Copy each line below without leaving any out.

▶ **Segmentation dataset records**
begin
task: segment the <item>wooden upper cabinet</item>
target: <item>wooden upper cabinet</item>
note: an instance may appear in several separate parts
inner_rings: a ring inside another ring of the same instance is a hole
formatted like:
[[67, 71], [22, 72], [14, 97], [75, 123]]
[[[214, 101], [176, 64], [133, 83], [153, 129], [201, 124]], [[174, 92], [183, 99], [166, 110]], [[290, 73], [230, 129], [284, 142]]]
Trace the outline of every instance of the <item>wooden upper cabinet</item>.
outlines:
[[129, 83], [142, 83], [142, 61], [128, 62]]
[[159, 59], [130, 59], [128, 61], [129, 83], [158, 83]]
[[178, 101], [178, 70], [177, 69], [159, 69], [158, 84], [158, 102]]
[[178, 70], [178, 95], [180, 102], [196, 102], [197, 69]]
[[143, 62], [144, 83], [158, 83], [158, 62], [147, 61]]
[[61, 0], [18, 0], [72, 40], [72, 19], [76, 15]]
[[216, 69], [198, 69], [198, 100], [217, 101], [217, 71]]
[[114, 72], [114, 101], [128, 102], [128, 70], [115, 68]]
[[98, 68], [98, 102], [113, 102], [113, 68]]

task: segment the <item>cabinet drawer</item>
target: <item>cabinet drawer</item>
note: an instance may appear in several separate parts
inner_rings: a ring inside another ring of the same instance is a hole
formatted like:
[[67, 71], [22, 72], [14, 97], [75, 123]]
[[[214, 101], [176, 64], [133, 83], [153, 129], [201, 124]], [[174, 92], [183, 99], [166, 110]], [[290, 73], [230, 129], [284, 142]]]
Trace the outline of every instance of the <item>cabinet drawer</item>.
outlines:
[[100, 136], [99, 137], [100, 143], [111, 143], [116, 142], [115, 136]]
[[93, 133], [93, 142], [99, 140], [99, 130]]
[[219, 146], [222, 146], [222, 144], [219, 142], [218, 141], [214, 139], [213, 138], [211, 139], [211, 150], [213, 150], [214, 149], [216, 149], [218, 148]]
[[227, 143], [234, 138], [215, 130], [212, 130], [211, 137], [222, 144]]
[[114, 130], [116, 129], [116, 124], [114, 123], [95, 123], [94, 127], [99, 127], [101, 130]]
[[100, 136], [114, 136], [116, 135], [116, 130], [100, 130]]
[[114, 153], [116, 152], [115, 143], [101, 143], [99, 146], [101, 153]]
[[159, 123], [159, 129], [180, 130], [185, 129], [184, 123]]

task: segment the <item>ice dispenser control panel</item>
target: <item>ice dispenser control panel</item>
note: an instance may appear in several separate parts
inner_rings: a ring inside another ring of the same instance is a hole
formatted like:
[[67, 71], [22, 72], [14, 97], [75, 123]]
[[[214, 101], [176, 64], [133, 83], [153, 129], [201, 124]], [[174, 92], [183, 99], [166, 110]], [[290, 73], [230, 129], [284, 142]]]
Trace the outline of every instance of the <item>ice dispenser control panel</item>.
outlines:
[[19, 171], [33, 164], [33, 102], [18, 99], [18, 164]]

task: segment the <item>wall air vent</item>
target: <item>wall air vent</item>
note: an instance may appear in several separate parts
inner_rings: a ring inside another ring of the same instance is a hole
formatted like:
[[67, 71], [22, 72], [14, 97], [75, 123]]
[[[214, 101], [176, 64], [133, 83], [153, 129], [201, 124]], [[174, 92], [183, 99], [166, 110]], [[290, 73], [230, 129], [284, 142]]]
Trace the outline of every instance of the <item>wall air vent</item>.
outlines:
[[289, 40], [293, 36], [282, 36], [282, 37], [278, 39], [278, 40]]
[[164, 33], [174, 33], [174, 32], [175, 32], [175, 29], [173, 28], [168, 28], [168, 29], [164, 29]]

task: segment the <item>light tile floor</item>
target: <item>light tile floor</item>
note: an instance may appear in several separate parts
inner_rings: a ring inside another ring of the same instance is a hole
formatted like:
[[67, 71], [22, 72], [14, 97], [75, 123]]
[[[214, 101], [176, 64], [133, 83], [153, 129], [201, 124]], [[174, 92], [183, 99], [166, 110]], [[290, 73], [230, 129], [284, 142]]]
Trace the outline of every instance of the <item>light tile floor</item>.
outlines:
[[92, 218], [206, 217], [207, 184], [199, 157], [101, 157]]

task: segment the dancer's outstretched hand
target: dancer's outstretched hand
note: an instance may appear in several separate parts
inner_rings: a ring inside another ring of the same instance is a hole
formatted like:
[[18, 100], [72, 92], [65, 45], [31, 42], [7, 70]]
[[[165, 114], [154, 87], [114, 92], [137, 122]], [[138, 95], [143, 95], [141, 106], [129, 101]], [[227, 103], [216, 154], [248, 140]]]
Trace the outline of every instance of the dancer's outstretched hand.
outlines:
end
▶ **Solution for this exercise**
task: segment the <item>wooden upper cabinet</item>
target: <item>wooden upper cabinet</item>
note: an instance may appear in several separate parts
inner_rings: a ring inside another ring of the same instance is a hole
formatted like:
[[67, 71], [22, 72], [14, 97], [75, 123]]
[[[214, 101], [176, 64], [133, 83], [153, 129], [201, 124]], [[174, 92], [183, 99], [166, 110]], [[290, 73], [230, 129], [284, 142]]]
Trace the outline of every instance of the <item>wooden upper cabinet</item>.
outlines:
[[129, 83], [142, 83], [142, 61], [128, 62]]
[[159, 59], [130, 59], [128, 61], [129, 83], [158, 83]]
[[178, 101], [178, 70], [177, 69], [159, 69], [158, 84], [158, 102]]
[[178, 70], [178, 95], [180, 102], [196, 102], [197, 69]]
[[143, 62], [144, 83], [158, 83], [158, 62], [147, 61]]
[[61, 0], [18, 0], [72, 40], [72, 19], [76, 15]]
[[216, 69], [198, 69], [198, 100], [217, 101], [217, 71]]
[[114, 72], [114, 101], [128, 102], [128, 70], [115, 68]]
[[98, 68], [98, 102], [113, 102], [113, 68]]

task: segment the <item>cabinet drawer</item>
target: <item>cabinet drawer</item>
note: an instance may appear in several separate parts
inner_rings: a ring inside another ring of the same instance is a hole
formatted like:
[[67, 71], [22, 72], [14, 97], [75, 123]]
[[[214, 101], [176, 64], [133, 83], [153, 129], [201, 124]], [[174, 92], [183, 99], [166, 110]], [[290, 73], [230, 129], [284, 142]]]
Trace the outline of every instance of the <item>cabinet drawer</item>.
outlines:
[[100, 136], [99, 137], [100, 143], [111, 143], [116, 142], [115, 136]]
[[93, 133], [93, 142], [99, 140], [99, 130]]
[[219, 146], [222, 146], [222, 144], [219, 142], [218, 141], [214, 139], [213, 138], [211, 139], [211, 150], [213, 150], [214, 149], [216, 149], [218, 148]]
[[227, 143], [234, 138], [215, 130], [212, 130], [211, 137], [222, 144]]
[[114, 130], [116, 129], [116, 124], [114, 123], [95, 123], [94, 127], [99, 127], [101, 130]]
[[100, 136], [114, 136], [116, 135], [116, 130], [100, 130]]
[[114, 153], [116, 152], [115, 143], [101, 143], [99, 146], [101, 153]]
[[159, 123], [159, 129], [180, 130], [185, 129], [184, 123]]

task: segment the <item>ice dispenser control panel</item>
target: <item>ice dispenser control panel</item>
note: an instance may appear in several separate parts
inner_rings: a ring inside another ring of the same instance is a hole
formatted like:
[[67, 71], [22, 72], [14, 97], [75, 123]]
[[[214, 101], [176, 64], [133, 83], [153, 129], [201, 124]], [[174, 92], [183, 99], [166, 110]], [[290, 73], [230, 129], [284, 142]]]
Trace the outline of every instance of the <item>ice dispenser control panel</item>.
outlines:
[[19, 171], [33, 164], [33, 102], [18, 99], [18, 164]]

task: segment the <item>wall air vent</item>
target: <item>wall air vent</item>
note: an instance may appear in several separate parts
inner_rings: a ring inside another ring of the same instance is a hole
formatted like:
[[67, 71], [22, 72], [14, 97], [75, 123]]
[[[214, 101], [176, 64], [133, 83], [153, 129], [201, 124]], [[174, 92], [183, 99], [166, 110]], [[290, 73], [230, 129], [284, 142]]]
Trace the outline of every instance of the <item>wall air vent</item>.
outlines:
[[289, 40], [293, 36], [282, 36], [282, 37], [278, 39], [278, 40]]
[[164, 33], [174, 33], [174, 32], [175, 32], [175, 29], [173, 28], [168, 28], [168, 29], [164, 29]]

task: segment the <item>light tile floor</item>
target: <item>light tile floor</item>
note: an instance may appear in several separate parts
inner_rings: a ring inside another ring of the same instance is a hole
formatted like:
[[67, 71], [22, 72], [14, 97], [75, 123]]
[[[214, 101], [176, 64], [133, 83], [153, 129], [201, 124]], [[174, 92], [183, 99], [166, 110]], [[290, 73], [230, 129], [284, 142]]]
Trace the outline of every instance of the <item>light tile floor</item>.
outlines:
[[92, 218], [206, 217], [207, 184], [199, 157], [101, 157]]

task: segment the dancer's outstretched hand
target: dancer's outstretched hand
note: an instance may appear in several separate parts
inner_rings: a ring inside another ring of the same instance is a hole
formatted like:
[[18, 100], [72, 92], [65, 45], [31, 42], [7, 70]]
[[[165, 114], [154, 87], [114, 92], [137, 122]], [[138, 95], [143, 95], [141, 106], [129, 101]], [[227, 103], [216, 154], [248, 140]]]
Trace the outline of every instance of the dancer's outstretched hand.
outlines:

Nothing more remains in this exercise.